From the line that has "[trace] small green leaf" down to the final line of the listing below, transcribe every line exactly, and only those.

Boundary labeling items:
....................

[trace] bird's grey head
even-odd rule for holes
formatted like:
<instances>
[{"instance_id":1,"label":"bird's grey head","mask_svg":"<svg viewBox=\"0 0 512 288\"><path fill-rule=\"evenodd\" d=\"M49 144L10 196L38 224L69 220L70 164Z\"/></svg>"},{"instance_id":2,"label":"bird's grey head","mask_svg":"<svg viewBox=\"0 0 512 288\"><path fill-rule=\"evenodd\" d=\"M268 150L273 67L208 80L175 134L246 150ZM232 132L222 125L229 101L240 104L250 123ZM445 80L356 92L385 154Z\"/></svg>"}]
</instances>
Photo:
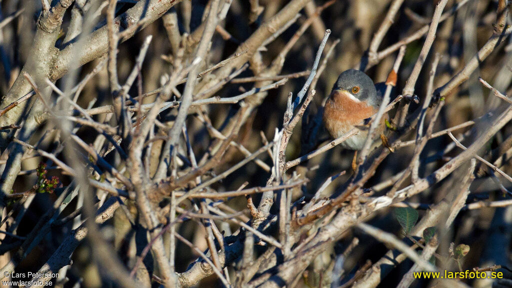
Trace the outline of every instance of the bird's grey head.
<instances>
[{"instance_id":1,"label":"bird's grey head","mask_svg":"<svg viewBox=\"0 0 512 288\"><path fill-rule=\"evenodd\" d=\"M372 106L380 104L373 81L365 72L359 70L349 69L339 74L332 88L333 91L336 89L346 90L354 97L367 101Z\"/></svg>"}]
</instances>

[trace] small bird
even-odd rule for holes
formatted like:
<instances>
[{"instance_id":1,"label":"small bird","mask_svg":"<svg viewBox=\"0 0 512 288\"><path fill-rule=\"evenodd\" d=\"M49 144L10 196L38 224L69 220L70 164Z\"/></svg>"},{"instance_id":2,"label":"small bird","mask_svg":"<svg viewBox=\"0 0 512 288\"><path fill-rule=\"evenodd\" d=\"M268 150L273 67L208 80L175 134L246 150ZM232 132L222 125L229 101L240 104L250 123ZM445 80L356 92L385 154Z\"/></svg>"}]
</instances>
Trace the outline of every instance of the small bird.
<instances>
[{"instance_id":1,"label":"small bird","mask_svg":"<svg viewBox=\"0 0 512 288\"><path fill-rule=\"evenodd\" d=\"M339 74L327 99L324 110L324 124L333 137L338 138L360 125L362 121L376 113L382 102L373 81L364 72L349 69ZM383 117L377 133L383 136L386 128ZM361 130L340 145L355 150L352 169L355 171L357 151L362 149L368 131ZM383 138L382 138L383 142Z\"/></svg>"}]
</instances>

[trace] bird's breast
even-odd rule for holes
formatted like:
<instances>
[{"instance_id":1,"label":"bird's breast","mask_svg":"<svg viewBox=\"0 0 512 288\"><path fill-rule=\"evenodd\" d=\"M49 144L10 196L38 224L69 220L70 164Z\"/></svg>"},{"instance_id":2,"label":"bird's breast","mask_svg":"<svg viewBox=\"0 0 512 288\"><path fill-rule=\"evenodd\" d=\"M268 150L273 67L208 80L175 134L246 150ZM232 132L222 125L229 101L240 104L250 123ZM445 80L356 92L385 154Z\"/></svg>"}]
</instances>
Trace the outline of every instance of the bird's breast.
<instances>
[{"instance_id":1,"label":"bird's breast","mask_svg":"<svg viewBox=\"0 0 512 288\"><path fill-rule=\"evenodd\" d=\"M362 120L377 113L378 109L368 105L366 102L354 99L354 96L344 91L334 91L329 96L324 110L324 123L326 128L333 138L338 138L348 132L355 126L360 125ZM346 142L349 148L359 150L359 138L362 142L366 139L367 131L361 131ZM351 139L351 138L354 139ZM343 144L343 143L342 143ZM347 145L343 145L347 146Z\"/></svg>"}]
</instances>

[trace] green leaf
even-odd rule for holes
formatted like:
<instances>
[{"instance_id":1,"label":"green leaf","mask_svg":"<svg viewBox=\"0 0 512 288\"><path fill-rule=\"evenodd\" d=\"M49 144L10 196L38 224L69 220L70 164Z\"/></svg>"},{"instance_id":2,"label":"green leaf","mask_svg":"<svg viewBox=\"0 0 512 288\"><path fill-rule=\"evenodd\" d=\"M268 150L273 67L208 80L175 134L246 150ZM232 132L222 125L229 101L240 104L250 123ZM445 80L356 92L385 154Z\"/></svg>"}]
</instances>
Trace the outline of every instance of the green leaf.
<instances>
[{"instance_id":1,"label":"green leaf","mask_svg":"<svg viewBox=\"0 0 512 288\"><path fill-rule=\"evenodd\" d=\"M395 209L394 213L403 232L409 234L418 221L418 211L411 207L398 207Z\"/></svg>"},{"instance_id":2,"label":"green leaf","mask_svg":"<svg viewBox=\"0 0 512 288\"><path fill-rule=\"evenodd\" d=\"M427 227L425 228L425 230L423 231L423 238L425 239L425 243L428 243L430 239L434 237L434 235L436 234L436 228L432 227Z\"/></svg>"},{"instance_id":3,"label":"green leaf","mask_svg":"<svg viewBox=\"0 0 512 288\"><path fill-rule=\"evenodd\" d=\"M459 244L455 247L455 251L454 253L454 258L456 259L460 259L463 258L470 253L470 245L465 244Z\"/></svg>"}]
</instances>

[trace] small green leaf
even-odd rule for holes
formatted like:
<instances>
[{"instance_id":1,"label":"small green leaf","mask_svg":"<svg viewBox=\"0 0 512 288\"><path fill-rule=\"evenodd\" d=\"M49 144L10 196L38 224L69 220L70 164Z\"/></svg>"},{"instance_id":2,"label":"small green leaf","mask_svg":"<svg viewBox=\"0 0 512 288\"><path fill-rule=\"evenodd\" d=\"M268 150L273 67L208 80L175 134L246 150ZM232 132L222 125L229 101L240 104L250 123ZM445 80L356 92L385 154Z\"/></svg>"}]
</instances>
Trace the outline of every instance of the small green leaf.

....................

RIGHT ANSWER:
[trace] small green leaf
even-odd rule for holes
formatted like:
<instances>
[{"instance_id":1,"label":"small green leaf","mask_svg":"<svg viewBox=\"0 0 512 288\"><path fill-rule=\"evenodd\" d=\"M49 144L10 196L38 224L69 220L70 164Z\"/></svg>"},{"instance_id":2,"label":"small green leaf","mask_svg":"<svg viewBox=\"0 0 512 288\"><path fill-rule=\"evenodd\" d=\"M268 150L273 67L208 80L175 134L246 150ZM232 132L222 125L229 101L240 104L250 123ZM445 80L356 92L385 154Z\"/></svg>"}]
</instances>
Trace the outline of every instance of the small green leaf.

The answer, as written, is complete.